WRITTEN REQUEST:
Starting at the line that contains "Could you please outline every instance of the sofa" and stopping after the line that contains "[[340,333],[377,334],[387,289],[387,284],[333,284]]", write those lines out again with "decorative vase" switched to "ceramic vase" and nothing else altered.

___ MATERIAL PROVIDED

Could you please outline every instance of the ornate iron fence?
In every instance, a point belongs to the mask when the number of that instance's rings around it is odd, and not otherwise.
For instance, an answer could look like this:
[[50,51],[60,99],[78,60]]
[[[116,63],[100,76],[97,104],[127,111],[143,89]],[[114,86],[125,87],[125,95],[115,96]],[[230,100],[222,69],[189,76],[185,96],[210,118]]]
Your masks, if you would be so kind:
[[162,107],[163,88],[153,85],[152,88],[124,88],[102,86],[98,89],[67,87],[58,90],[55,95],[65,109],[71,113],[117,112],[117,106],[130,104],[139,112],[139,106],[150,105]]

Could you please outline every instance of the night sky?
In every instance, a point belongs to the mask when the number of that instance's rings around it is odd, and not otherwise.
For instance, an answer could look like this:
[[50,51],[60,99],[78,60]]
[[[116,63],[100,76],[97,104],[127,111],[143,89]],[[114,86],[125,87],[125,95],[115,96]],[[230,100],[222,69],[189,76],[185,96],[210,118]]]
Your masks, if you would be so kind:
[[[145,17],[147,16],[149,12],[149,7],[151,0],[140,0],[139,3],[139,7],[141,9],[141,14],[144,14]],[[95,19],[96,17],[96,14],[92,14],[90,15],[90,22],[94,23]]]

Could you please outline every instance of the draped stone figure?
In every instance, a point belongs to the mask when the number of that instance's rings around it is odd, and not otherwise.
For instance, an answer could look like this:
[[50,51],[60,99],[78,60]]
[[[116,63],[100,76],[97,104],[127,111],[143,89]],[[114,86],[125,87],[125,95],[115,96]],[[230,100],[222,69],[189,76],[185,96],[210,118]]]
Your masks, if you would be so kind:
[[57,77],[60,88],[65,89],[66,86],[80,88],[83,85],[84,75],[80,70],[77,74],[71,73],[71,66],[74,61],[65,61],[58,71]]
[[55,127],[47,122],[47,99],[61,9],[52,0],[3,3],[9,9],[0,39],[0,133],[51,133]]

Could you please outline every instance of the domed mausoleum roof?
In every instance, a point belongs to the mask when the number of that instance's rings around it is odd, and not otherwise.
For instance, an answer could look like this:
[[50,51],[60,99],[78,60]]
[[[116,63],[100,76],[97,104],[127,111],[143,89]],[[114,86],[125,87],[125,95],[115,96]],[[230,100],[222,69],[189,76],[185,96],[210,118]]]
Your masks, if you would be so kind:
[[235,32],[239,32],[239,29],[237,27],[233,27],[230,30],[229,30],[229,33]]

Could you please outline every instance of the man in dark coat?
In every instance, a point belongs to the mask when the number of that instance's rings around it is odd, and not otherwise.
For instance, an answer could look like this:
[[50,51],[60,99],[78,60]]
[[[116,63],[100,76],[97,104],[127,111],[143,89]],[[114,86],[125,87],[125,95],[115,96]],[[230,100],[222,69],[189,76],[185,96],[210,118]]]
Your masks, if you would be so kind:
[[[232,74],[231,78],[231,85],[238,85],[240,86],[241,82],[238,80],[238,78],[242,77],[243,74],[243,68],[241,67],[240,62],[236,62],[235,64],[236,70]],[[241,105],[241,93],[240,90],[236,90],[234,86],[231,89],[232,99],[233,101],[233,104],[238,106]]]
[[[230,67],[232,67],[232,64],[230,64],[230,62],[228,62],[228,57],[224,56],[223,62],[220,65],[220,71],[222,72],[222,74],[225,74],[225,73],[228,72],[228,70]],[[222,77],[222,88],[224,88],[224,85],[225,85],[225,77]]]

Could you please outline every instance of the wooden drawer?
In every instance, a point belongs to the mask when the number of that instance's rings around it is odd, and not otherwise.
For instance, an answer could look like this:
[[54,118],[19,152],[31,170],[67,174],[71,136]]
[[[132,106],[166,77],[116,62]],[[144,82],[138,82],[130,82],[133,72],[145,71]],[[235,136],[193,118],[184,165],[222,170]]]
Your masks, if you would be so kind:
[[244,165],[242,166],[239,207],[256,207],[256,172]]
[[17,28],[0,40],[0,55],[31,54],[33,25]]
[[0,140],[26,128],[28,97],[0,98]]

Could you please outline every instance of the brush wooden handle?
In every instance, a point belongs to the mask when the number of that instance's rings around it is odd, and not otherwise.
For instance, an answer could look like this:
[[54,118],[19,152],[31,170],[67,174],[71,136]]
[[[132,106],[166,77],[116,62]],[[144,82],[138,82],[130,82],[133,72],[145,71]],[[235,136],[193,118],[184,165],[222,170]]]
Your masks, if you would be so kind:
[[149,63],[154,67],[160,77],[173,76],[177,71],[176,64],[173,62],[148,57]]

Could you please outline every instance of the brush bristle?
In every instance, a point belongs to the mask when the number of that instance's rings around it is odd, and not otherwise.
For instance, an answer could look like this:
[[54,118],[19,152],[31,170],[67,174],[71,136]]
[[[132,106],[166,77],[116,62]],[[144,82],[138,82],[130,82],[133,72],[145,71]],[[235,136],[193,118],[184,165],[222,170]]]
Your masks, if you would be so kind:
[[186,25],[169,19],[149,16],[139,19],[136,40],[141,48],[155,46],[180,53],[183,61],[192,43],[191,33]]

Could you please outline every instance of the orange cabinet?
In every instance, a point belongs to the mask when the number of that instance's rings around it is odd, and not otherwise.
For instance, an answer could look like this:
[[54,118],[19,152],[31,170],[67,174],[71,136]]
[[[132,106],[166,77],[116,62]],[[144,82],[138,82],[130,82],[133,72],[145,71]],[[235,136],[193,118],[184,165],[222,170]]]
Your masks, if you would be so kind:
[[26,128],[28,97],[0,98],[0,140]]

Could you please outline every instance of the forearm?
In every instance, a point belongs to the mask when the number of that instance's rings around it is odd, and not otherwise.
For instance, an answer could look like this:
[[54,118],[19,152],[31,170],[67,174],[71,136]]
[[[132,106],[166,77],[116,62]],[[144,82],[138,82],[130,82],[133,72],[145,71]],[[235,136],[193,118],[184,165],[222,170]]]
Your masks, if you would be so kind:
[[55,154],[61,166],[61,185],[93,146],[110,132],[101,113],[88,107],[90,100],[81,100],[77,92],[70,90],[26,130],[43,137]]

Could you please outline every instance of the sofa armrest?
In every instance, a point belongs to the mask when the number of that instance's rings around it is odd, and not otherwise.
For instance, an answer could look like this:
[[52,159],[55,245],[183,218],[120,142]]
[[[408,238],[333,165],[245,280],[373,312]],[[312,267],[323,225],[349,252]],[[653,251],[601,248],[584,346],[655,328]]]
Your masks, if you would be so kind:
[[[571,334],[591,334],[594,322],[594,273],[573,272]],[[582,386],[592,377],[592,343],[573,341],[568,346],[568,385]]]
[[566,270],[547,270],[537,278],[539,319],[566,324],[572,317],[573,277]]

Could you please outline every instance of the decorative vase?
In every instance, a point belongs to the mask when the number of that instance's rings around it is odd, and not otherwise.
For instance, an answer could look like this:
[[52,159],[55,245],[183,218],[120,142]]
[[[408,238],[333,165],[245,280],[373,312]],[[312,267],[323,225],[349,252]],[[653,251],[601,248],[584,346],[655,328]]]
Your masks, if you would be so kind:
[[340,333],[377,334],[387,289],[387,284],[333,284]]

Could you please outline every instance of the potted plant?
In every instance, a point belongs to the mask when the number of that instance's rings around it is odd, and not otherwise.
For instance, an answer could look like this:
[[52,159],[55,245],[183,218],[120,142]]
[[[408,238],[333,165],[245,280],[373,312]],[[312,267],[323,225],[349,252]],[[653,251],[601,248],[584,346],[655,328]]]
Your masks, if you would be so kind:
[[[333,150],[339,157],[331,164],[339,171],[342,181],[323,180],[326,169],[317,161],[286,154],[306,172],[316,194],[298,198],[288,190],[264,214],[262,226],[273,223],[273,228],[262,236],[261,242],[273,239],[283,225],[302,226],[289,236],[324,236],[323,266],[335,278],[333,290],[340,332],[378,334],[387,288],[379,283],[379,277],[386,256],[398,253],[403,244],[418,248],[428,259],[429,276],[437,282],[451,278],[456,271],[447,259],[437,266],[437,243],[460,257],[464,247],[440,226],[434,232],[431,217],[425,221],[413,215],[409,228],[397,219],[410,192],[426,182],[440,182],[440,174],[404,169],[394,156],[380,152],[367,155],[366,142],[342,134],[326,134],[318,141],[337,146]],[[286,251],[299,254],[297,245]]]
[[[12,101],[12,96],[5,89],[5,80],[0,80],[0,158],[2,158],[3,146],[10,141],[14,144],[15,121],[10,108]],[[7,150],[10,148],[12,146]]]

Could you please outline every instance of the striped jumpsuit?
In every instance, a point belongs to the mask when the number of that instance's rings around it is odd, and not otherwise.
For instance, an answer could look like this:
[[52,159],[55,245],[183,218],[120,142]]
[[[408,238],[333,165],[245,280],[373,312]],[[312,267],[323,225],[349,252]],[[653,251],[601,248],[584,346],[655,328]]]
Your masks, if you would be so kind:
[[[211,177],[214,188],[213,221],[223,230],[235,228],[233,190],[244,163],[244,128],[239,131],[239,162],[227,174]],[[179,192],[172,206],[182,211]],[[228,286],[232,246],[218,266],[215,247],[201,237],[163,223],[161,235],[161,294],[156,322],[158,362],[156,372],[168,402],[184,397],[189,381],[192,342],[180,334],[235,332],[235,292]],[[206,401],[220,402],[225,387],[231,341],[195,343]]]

______

OUTPUT:
Could you please outline every instance of the sofa armrest?
In every instance, a point belongs to the mask when the number of that instance's rings around it is odd, and not otherwise.
For instance, an answer could look like this:
[[52,159],[55,245],[183,218],[120,142]]
[[[408,238],[333,165],[245,280],[373,312]],[[312,267],[323,225],[349,252]],[[653,251],[601,248],[584,346],[655,328]]]
Your masks, if you would be so kind:
[[[571,334],[591,334],[594,322],[594,273],[573,272]],[[582,386],[592,377],[592,343],[573,341],[568,346],[568,385]]]
[[566,270],[547,270],[537,278],[539,319],[566,324],[572,317],[573,277]]

Could you please outline every instance of the ceramic vase?
In every instance, a point belongs to the mask when the number of that instance's rings around it is odd, and not otherwise.
For instance, an answer could look like this:
[[52,159],[55,245],[183,218],[120,142]]
[[[408,238],[333,165],[245,280],[373,312]],[[312,267],[323,225],[349,252]],[[653,251],[601,248],[584,346],[655,328]]]
Your masks, if you would be so kind:
[[340,333],[377,334],[387,289],[387,284],[333,284]]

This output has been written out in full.